--- Entries supplied ---
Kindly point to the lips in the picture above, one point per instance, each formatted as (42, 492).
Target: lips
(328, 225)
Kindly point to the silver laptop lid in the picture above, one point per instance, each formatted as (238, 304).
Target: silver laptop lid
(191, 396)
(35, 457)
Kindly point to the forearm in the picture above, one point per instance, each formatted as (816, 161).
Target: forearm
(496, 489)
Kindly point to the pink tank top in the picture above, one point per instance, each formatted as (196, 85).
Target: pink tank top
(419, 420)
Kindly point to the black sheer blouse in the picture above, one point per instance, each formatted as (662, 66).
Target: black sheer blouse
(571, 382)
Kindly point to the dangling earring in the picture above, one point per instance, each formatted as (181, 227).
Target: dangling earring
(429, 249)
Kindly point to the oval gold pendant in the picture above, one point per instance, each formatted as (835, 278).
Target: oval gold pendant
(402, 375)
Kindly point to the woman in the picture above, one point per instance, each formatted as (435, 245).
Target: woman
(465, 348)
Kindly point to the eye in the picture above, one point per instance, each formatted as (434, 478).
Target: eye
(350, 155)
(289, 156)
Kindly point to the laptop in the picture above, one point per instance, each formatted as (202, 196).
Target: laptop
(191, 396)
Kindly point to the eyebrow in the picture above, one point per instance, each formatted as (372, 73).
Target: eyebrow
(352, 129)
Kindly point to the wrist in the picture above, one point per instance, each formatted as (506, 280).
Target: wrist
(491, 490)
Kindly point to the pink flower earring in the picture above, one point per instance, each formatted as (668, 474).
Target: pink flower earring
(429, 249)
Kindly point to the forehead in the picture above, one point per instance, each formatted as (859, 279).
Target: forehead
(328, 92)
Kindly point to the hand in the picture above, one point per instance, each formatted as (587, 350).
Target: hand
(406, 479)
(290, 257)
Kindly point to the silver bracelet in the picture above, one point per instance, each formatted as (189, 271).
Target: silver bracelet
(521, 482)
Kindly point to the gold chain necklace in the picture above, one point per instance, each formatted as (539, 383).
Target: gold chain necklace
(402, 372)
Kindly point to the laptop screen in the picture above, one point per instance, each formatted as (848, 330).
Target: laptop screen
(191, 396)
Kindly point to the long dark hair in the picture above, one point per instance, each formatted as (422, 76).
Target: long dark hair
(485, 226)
---
--- Entries supplied ---
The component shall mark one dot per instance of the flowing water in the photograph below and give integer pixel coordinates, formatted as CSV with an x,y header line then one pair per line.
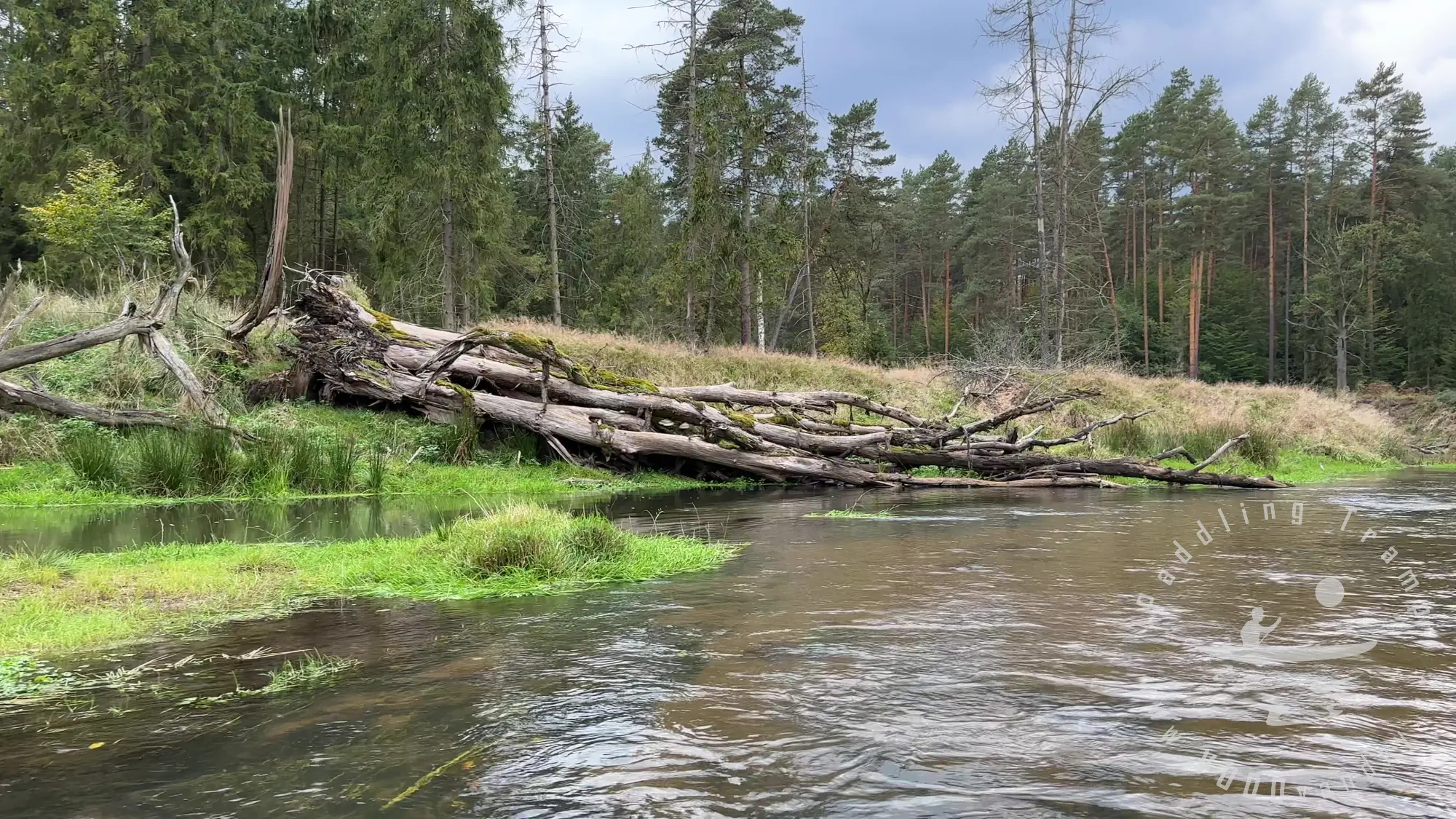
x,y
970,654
---
**Assigned task**
Please give an exact copy of the lines above, beginning with the line containing "Kindly point to the forearm" and running through the line containing "Kindly point to the gold", and of no other lines.

**Solved problem**
Kindly point to the forearm in the picture above, one point per instance, each formatted as (816, 161).
Target: forearm
(496, 489)
Kindly point to the pink tank top in the picture above, one point per instance, each formatted as (196, 85).
Target: pink tank top
(419, 420)
Kindly point to the black sheer blouse in the picture above, one point per instance, each formatted as (662, 66).
Target: black sheer blouse
(571, 382)
Kindly point to the dangling earring in the picture above, one point per instance, each formatted as (181, 227).
Target: dangling earring
(429, 249)
Kindly point to the oval gold pendant in the picture above, one point per instance, each formatted as (835, 278).
Target: oval gold pendant
(402, 375)
Kindly point to the woman in the picture above, one point per instance, each formatted as (435, 245).
Target: woman
(465, 348)
Kindly point to the eye in the picture above, one point per instance, each formatted as (434, 478).
Target: eye
(350, 155)
(289, 156)
Kindly point to the laptop in the picture above, one point per instance, each formatted as (202, 196).
Target: laptop
(191, 396)
Kindly point to the eyebrow in the picture above, one point per instance, each formatted as (372, 73).
Target: eyebrow
(352, 129)
Kindly point to the wrist in the picture above, one point per instance, each formatted as (506, 280).
Target: wrist
(491, 490)
Kindly point to the pink flower earring in the picture above, one point per instance, each formatted as (668, 474).
Target: pink flower earring
(429, 249)
Kindly point to the forehead in the picture above, one point per instance, each formatted as (859, 279).
Target: forehead
(328, 92)
Kindly point to the hand in the picture above, one point per instance, each formatted as (587, 350).
Target: hand
(406, 479)
(290, 257)
Kindly point to the silver bracelet in the picture above, one point per instance, each formatted as (189, 271).
Target: silver bracelet
(521, 482)
Kindly point to the gold chain necklace in the picture above, one point per instance, each formatted as (539, 383).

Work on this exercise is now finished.